Reproduce each of the records below word for word, keeping every line as it appears.

BEGIN

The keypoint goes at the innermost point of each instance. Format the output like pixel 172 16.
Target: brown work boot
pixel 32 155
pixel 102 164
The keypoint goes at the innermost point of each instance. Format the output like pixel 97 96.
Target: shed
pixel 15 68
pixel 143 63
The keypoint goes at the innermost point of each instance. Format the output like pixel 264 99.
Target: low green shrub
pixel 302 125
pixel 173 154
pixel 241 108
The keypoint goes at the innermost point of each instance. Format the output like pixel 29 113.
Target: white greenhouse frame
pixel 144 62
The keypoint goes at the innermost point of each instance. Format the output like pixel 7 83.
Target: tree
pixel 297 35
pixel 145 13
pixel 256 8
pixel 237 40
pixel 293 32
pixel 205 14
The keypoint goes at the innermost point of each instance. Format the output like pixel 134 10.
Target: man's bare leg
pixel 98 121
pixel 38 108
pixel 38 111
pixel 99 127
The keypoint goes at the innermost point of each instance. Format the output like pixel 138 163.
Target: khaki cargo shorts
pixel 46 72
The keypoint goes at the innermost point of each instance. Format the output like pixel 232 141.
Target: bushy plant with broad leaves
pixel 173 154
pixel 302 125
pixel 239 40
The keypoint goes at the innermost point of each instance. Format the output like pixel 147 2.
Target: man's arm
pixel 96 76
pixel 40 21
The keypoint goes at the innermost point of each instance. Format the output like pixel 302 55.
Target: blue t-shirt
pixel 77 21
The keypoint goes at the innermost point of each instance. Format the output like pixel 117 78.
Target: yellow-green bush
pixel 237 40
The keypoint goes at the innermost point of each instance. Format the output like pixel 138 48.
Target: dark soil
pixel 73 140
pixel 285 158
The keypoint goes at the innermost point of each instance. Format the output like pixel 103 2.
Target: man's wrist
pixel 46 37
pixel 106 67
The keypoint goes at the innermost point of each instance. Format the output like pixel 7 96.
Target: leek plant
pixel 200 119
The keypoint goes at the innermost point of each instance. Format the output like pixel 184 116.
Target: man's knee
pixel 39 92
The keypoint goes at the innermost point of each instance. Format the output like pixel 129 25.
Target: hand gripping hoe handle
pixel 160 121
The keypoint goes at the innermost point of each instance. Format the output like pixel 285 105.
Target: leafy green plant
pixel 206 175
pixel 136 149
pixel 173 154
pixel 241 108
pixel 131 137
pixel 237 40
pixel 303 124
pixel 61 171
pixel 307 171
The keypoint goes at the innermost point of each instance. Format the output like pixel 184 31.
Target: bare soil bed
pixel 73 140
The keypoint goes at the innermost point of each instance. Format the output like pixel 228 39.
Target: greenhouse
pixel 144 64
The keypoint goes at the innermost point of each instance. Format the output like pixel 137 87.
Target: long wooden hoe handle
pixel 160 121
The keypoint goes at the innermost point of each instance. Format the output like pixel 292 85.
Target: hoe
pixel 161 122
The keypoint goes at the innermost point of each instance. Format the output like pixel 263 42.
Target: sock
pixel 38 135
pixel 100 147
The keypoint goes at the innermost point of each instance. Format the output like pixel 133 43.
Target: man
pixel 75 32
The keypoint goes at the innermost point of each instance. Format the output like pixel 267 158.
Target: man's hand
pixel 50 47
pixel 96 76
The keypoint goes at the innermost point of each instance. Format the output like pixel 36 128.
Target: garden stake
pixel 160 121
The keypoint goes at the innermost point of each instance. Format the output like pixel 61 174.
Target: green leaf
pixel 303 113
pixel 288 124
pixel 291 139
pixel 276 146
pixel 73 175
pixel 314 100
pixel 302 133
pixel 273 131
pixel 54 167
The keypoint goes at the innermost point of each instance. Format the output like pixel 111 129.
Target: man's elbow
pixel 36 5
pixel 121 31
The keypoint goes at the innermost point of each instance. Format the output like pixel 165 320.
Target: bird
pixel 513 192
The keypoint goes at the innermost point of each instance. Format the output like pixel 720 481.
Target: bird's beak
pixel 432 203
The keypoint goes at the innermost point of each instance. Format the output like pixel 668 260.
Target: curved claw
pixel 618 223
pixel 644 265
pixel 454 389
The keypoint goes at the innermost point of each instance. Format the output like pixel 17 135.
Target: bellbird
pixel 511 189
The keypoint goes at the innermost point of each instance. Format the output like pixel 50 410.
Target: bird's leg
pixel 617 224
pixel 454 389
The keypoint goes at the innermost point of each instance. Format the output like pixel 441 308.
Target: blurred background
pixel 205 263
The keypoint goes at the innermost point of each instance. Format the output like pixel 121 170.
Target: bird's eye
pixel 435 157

END

**The output**
The keypoint goes at the innermost point of each instance. Format the output like pixel 172 16.
Target: brown work boot
pixel 32 155
pixel 102 164
The keypoint goes at the innermost point of each instance. Format the output like pixel 97 96.
Target: shed
pixel 15 68
pixel 143 63
The keypoint goes at the innermost point of each instance. Format the output like pixel 264 99.
Target: low green shrub
pixel 302 125
pixel 173 154
pixel 241 108
The keypoint goes at the innermost point of each instance. Format the output like pixel 29 113.
Target: white greenhouse frame
pixel 144 62
The keypoint goes at the innermost point of each instance. Format the output like pixel 7 83.
Target: tree
pixel 297 35
pixel 145 13
pixel 256 8
pixel 237 40
pixel 293 32
pixel 205 14
The keypoint goes at the innermost point of each instance. Format the output like pixel 134 10.
Target: man's bare leg
pixel 98 121
pixel 38 108
pixel 38 111
pixel 99 127
The keypoint goes at the innermost point of each instance. Format the output like pixel 138 163.
Target: khaki cargo shorts
pixel 46 72
The keypoint goes at the innermost point of each instance. Format the output like pixel 232 141.
Target: bushy plant with broad leaves
pixel 173 154
pixel 302 125
pixel 239 40
The keypoint goes at the innermost point of each instance. Format the output like pixel 147 2.
Target: man's arm
pixel 96 76
pixel 40 21
The keypoint goes at the innermost point of each instance. Format the output like pixel 302 55.
Target: blue t-shirt
pixel 77 21
The keypoint goes at the innermost point of each instance. Format the output like pixel 117 78.
Target: yellow-green bush
pixel 237 40
The keypoint goes at the innermost point of each instance. Format the output like pixel 138 48.
Target: dark soil
pixel 73 140
pixel 285 158
The keypoint goes at the innermost point of each instance. Format the output like pixel 103 2.
Target: man's wrist
pixel 46 37
pixel 106 67
The keypoint goes at the innermost point of each instance. Format the output like pixel 7 96.
Target: leek plant
pixel 200 119
The keypoint goes at the innermost point of each instance. Format the output like pixel 184 116.
Target: man's knee
pixel 39 92
The keypoint goes at the innermost point of each instance. Format the output like pixel 129 25.
Target: hand gripping hoe handle
pixel 160 121
The keypoint goes at the innermost point of each instance. Format the output like pixel 285 105.
Target: leafy green plant
pixel 206 175
pixel 136 149
pixel 173 154
pixel 241 108
pixel 131 137
pixel 237 40
pixel 303 124
pixel 61 171
pixel 307 171
The keypoint goes at the innermost point of each instance. Format the output like pixel 184 31.
Target: bare soil bed
pixel 73 140
The keypoint goes at the innermost point of each instance. Format the output like pixel 228 39.
Target: greenhouse
pixel 144 64
The keypoint goes at the innermost point of each instance. Format the output like pixel 137 87.
Target: long wooden hoe handle
pixel 160 121
The keypoint goes at the innermost point of each instance. Format the output like pixel 292 85.
Target: hoe
pixel 161 122
The keypoint goes at the innermost point of each instance. Format the output like pixel 263 42.
Target: sock
pixel 38 135
pixel 100 147
The keypoint goes at the innermost point of each instance. Format the output like pixel 133 43.
Target: man
pixel 75 32
The keypoint goes at the innermost point of each instance. Format the output like pixel 267 158.
Target: man's hand
pixel 50 47
pixel 96 76
The keypoint goes at the innermost point of each instance. Format the output like pixel 36 128.
Target: garden stake
pixel 160 121
The keypoint goes at the innermost point of each instance. Format the output like pixel 61 174.
Target: green leaf
pixel 303 113
pixel 288 124
pixel 291 139
pixel 276 146
pixel 73 175
pixel 314 100
pixel 302 133
pixel 273 131
pixel 54 167
The keypoint goes at the innermost point of each instance. Format the output like pixel 111 129.
Target: man's elbow
pixel 36 5
pixel 121 31
The keypoint goes at the innermost point of each instance. Format the output like pixel 165 320.
Target: bird
pixel 513 192
The keypoint goes at the innermost point of each instance. Format the output like pixel 720 481.
Target: bird's beak
pixel 432 203
The keypoint goes at the innermost point of each instance. Format the output like pixel 668 260.
Target: curved claw
pixel 618 223
pixel 644 265
pixel 454 389
The keypoint goes at the innermost point of each instance. Format the output like pixel 17 135.
Target: bellbird
pixel 511 189
The keypoint goes at the innermost point of each instance. Format the output like pixel 50 410.
Target: bird's leg
pixel 617 224
pixel 454 389
The keypoint goes at the innermost point of each instance. Format the output like pixel 441 308.
Target: blurred background
pixel 205 263
The keypoint goes at the innermost point of each instance. Format the output like pixel 121 170.
Target: bird's eye
pixel 435 157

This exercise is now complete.